- **TEXT EXCERPT**:
— start —

Two Sons of Francisco () is a 2005 Brazilian drama film about the lives of the musicians Zezé Di Camargo & Luciano, directed by Breno Silveira.

The film was one of Brazil's most successful in the last twenty years and the biggest box office draw of 2005. The film grossed the equivalent of $13 million worldwide, and a total of $8 million in Brazil, a record for Brazilian cinema.

Until 2008, Dois Filhos de Francisco used to be considered the second biggest audience of a Brazilian film (after the 1976 film Dona Flor and Her Two Husbands). In 2009, the blockbuster Se Eu Fosse Você 2, starring Tony Ramos and Glória Pires, replaced Dois Filhos de Francisco as the second biggest audience among the Brazilian films.

Cast
 Márcio Kieling as Zezé di Camargo
 Thiago Mendonça as Luciano Camargo
 Ângelo Antônio as Seu Francisco Camargo
 Dira Paes as D. Helena Camargo
 Paloma Duarte as Zilú
 José Dumont as Miranda
 Dáblio Moreira as Zezé di Camargo (child)
 Wigor Lima as Luciano (child)

— end —

- **SUPPLIED MATERIAL**:
— start —

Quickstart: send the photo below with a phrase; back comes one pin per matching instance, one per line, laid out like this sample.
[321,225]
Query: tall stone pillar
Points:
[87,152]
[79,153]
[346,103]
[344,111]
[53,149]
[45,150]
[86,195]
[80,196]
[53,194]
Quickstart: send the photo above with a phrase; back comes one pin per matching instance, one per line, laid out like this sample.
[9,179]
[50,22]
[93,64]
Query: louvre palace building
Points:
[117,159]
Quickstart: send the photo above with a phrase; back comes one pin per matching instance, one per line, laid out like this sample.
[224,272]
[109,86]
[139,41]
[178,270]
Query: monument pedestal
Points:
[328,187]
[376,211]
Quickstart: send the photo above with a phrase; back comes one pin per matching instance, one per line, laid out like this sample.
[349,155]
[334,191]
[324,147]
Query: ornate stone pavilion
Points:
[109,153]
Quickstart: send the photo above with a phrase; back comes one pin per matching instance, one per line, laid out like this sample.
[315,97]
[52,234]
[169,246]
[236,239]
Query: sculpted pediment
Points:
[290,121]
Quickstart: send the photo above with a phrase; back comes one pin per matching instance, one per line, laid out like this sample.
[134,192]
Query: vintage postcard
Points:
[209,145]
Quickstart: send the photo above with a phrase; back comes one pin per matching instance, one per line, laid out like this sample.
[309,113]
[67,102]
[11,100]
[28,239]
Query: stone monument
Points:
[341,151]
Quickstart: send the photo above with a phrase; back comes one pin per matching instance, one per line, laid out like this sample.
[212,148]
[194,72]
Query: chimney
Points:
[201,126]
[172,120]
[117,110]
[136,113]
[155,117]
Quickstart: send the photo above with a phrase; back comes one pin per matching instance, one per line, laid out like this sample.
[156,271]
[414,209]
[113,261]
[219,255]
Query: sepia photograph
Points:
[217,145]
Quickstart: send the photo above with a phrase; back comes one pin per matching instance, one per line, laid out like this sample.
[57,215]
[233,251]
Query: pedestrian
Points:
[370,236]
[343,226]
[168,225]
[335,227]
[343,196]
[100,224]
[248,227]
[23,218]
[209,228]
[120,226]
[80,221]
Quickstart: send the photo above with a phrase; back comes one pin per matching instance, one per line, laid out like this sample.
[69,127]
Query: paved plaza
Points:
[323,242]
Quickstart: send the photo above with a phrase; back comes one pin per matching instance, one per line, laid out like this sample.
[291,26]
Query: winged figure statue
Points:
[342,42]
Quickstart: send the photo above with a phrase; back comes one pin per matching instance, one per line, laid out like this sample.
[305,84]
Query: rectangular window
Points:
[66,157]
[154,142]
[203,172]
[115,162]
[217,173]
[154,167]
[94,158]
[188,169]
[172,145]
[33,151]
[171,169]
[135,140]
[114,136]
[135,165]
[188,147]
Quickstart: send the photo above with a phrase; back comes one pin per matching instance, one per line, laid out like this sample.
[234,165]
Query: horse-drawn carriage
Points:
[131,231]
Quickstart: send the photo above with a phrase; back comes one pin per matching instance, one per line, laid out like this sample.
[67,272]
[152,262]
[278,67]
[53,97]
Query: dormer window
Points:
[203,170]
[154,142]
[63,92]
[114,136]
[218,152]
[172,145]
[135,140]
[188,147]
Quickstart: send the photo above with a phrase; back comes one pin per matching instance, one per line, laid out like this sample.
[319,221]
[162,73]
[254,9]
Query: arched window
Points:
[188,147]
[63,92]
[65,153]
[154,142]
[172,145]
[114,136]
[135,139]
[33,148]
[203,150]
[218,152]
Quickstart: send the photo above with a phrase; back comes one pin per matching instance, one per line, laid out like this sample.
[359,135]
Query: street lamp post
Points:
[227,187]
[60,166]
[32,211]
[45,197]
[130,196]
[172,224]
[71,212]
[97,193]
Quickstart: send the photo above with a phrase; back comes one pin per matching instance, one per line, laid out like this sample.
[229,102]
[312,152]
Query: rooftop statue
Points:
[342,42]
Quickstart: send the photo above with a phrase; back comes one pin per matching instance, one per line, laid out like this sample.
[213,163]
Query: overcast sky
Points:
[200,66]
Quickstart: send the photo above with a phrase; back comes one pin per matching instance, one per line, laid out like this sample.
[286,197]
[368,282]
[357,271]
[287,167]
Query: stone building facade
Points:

— end —

- **REQUIRED WORK**: What does the film text say, starting at the words containing "The film was" and ending with "for Brazilian cinema."? Reproduce that part word for word. The lines have no connection to the text about the film.

- **ANSWER TO THIS PROBLEM**:
The film was one of Brazil's most successful in the last twenty years and the biggest box office draw of 2005. The film grossed the equivalent of $13 million worldwide, and a total of $8 million in Brazil, a record for Brazilian cinema.